-- Consignes --
1. Relevez, dans le texte fourni, chacune des catégories de personnes qu'Arnaud Cocaul range parmi les moins fortunés en France.
2. Recopiez fidèlement le passage du texte fourni qui va de « L'alimentation des moins aisés » à « plaisir plus long. ».

L'alimentation des moins aisés est donc orientée davantage sur le plaisir immédiat, le volume et la fonction de remplissage afin de se sustenter. Les plus fortunés peuvent se permettre d'en mettre moins dans leur assiette car les produits qui y figurent sont plus raffinés, procurent un plaisir plus long.

Jean-Louis Lambert : Les populations aisées suivent plus les conseilles des nutritionnistes. Elles peuvent en effet mieux intégrer les effets sanitaires de leur alimentation à long terme. Leurs revenus le permettent d'être moins préoccupées par le court terme comme le sont les pauvres. Leur niveau de formation supérieure leur donne des capacités d'abstraction qui facilitent l'appréhension du long terme. Ce long terme a également plus de sens pour elles dans la mesure où elles ont une espérance de vie de 10 à 20 ans supérieure. Par contre, les plus pauvres sont contraints à acheter les calories les moins chères, c'est-à-dire des aliments plutôt gras ou sucrés. De plus ces produits symbolisent pour eux la modernité et l'amélioration des conditions de vie alors que les légumes sont des symboles de pauvreté. Leur objectif principal à travers leur alimentation est le plaisir immédiat. Alors que leurs revenus les limitent dans l'accès aux biens et aux loisirs des sociétés de consommation, les plaisirs liés à l'alimentation (et de la chair) sont parmi les rares qui leur sont accessibles.

Comment pourrait-on inverser cette tendance à un écart croissant entre la qualité de l'alimentation des plus aisés et celle des plus pauvres ?

Arnaud Cocaul : Pour améliorer l'alimentation des moins fortunés en France (je pense aux étudiants, familles monoparentales, chômeurs de longue durée, migrants, personnes âgées...), il faut augmenter le pouvoir d'achat à mon sens, mais certains économistes qui ont étudié la question en Inde (Repenser la pauvreté, Esther Duflo) ne semblent pas convaincus que l'on obtiendra forcément une amélioration de la situation nutritionnelle par ce levier. Je pense qu'il faut donc éduquer et améliorer le pouvoir d'achat.

L'éducation commence dans la famille et dans les écoles. Il faut repenser notre modèle socio-économique et d'enseignement en impliquant davantage les enfants à faire de la cuisine et à apprendre aux plus modestes non pas la cuisine mais comment raccommoder les restes et faire une cuisine d'assemblage qui soit goûteuse.

-- Listing des données --
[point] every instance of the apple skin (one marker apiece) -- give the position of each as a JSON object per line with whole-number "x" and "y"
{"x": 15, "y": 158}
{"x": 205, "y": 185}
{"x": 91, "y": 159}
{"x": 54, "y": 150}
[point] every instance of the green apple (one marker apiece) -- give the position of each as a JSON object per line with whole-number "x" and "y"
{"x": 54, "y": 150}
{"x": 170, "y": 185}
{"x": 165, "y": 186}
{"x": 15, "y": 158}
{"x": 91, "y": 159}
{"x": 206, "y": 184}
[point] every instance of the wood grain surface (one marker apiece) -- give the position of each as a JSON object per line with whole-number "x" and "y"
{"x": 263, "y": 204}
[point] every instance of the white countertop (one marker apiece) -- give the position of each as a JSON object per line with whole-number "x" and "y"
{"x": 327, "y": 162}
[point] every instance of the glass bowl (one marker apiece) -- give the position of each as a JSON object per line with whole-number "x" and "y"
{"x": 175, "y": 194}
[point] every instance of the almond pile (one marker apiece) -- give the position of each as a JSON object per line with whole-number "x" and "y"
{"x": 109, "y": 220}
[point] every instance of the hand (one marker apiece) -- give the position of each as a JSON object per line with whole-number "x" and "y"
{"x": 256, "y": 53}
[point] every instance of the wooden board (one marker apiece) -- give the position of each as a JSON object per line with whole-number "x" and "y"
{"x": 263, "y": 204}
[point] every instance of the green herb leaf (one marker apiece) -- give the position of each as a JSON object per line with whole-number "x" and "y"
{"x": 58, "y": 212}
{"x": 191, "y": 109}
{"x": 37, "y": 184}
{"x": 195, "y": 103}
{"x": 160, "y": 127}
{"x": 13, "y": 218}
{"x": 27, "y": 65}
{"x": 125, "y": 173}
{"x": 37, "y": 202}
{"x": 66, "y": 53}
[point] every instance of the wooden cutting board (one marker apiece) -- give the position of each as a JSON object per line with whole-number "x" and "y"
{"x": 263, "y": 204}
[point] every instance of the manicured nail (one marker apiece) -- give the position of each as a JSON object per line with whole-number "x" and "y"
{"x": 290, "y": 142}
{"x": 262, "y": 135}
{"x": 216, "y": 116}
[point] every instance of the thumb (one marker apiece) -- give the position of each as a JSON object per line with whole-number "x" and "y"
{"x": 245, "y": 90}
--
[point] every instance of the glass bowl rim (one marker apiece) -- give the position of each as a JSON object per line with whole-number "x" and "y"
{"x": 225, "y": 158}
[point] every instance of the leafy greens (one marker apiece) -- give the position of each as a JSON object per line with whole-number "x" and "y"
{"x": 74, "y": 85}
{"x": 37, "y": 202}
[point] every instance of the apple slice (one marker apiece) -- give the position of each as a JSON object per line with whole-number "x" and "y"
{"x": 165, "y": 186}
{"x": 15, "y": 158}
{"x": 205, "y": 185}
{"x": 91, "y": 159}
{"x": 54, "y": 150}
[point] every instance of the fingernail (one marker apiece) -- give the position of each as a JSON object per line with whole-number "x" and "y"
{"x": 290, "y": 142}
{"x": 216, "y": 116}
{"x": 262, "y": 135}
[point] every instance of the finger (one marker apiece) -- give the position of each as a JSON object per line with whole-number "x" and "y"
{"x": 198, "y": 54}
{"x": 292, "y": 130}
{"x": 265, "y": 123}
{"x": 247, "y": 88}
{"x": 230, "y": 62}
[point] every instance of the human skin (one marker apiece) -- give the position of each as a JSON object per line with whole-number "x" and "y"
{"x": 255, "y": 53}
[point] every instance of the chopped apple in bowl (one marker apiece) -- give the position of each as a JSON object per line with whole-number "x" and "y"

-- Réponses complètes --
1.
- les étudiants
- les familles monoparentales
- les chômeurs de longue durée
- les migrants
- les personnes âgées

2.
L'alimentation des moins aisés est donc orientée davantage sur le plaisir immédiat, le volume et la fonction de remplissage afin de se sustenter. Les plus fortunés peuvent se permettre d'en mettre moins dans leur assiette car les produits qui y figurent sont plus raffinés, procurent un plaisir plus long.